BEGIN

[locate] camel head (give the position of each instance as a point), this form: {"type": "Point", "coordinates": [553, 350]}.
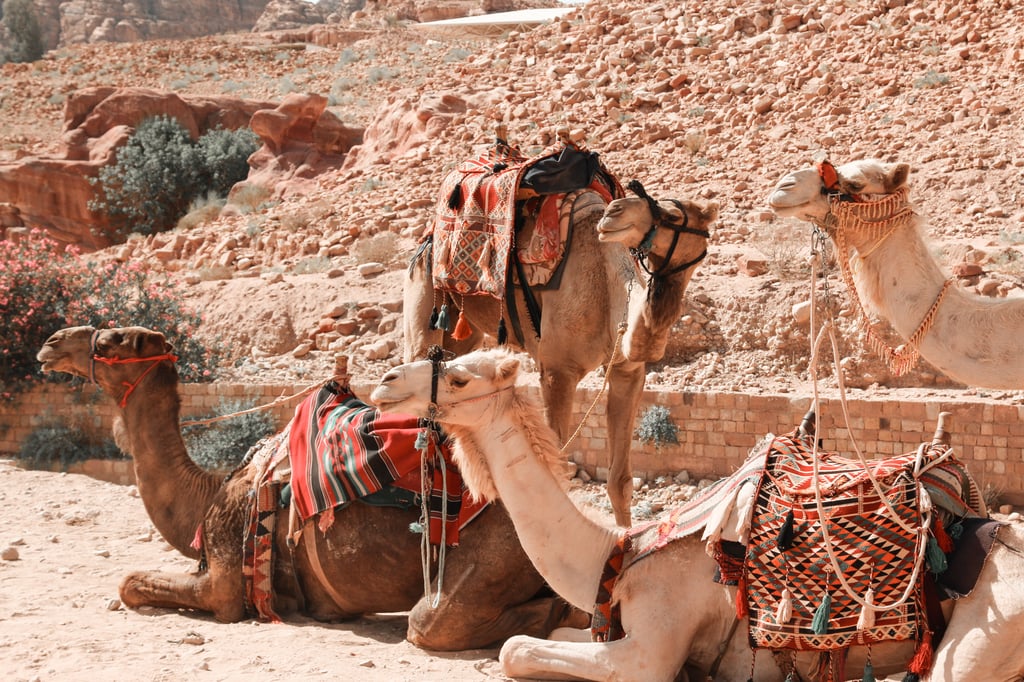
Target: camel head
{"type": "Point", "coordinates": [805, 194]}
{"type": "Point", "coordinates": [107, 355]}
{"type": "Point", "coordinates": [464, 384]}
{"type": "Point", "coordinates": [640, 222]}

END

### Prompt
Write out the listing word for word, omitting the pictures it holds.

### Written solution
[locate] camel head (give the position of each instance as a point), this form: {"type": "Point", "coordinates": [553, 350]}.
Target: camel head
{"type": "Point", "coordinates": [805, 194]}
{"type": "Point", "coordinates": [107, 355]}
{"type": "Point", "coordinates": [464, 384]}
{"type": "Point", "coordinates": [640, 222]}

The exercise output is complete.